• [What you need to do]: Rewrite the part of the vitiligo genetics passage below starting at "As of now, no" and ending at "modern omics approaches?", replacing "speculated" with "proposed".

• [Given passage]:
== Segment start ==

A related question is whether the general genetic architecture and pathobiology of vitiligo are similar in different world populations. Many vitiligo susceptibility loci and perhaps some corresponding causal genetic variants appear to be shared in patients from the EUR, CHN, and perhaps other populations. That would suggest that vitiligo in these populations involves shared pathobiological pathways. Nevertheless, other vitiligo susceptibility loci appear to be population-specific. That would suggest the possibility that some cases of vitiligo in one or another population might involve some aspects of differing underlying biology.
At least in the EUR population, about 70% of vitiligo genetic risk derives from common genetic variants. The remaining 30% of vitiligo genetic risk derives from a large diversity of rare genetic variants. As of now, only a single rare, highly penetrant vitiligo susceptibility variant, in FOXD3, has been identified, although it is likely that rare and uncommon variants in MC1R and IFIH1 also play roles. To identify additional specific rare vitiligo risk variants will likely require either association studies with much larger sample sizes or family-based studies to track the cosegregation of rare genomic variants along with genetic risk.
As of now, no large-scale genetic studies have yet addressed segmental vitiligo. The prevalence of associated autoimmune disorders does not appear to be elevated in segmental vitiligo (Iacovelli et al., 2005), suggesting that segmental vitiligo might not represent a fundamentally autoimmune process. Nevertheless, at least some susceptibility genes might be shared between segmental and nonsegmental vitiligo. Taïeb et al. (2008) speculated that segmental vitiligo might reflect some form of cutaneous somatic mosaicism. Might evidence of that be observed by single-cell DNA sequencing or other modern omics approaches?
Perhaps most important, all genetic studies of vitiligo to date have compared the genetic basis of case status with that of noncase status, either in large patient populations or within families. Fundamentally, such studies address the underlying biological determinants of disease occurrence; in the case of vitiligo, autoimmune triggering. Whereas that topic is of key importance, these biological determinants may not be the same as those that influence vitiligo clinical course once autoimmune triggering has occurred, which of course might have the greatest relevance to vitiligo treatment.

== Segment end ==

• [Given information]:
== Segment start ==

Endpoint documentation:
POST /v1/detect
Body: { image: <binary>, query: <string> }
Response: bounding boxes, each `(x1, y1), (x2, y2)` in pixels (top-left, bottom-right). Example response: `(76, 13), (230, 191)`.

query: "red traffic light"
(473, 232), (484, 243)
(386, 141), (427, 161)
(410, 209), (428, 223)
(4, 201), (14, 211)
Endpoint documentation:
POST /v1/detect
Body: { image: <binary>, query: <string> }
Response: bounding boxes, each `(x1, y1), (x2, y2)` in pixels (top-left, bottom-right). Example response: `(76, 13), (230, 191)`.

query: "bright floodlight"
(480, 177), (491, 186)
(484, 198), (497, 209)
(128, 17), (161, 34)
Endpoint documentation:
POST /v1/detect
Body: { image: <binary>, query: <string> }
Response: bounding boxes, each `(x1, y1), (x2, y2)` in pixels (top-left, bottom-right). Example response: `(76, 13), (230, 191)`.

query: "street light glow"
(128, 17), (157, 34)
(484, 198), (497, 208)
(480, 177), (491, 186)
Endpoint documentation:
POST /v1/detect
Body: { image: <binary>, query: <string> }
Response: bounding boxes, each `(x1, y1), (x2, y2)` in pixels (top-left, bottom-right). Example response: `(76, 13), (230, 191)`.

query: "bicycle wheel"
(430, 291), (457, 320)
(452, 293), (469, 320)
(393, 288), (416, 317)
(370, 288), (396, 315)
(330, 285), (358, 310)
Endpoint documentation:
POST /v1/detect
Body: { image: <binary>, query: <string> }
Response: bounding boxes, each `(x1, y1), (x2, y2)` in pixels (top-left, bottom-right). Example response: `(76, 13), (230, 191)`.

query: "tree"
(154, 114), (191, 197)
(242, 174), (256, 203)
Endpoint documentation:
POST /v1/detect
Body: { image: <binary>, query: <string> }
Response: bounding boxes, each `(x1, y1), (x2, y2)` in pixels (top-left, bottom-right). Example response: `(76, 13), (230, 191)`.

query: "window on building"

== Segment end ==

• [Output of the exercise]:
As of now, no large-scale genetic studies have yet addressed segmental vitiligo. The prevalence of associated autoimmune disorders does not appear to be elevated in segmental vitiligo (Iacovelli et al., 2005), suggesting that segmental vitiligo might not represent a fundamentally autoimmune process. Nevertheless, at least some susceptibility genes might be shared between segmental and nonsegmental vitiligo. Taïeb et al. (2008) proposed that segmental vitiligo might reflect some form of cutaneous somatic mosaicism. Might evidence of that be observed by single-cell DNA sequencing or other modern omics approaches?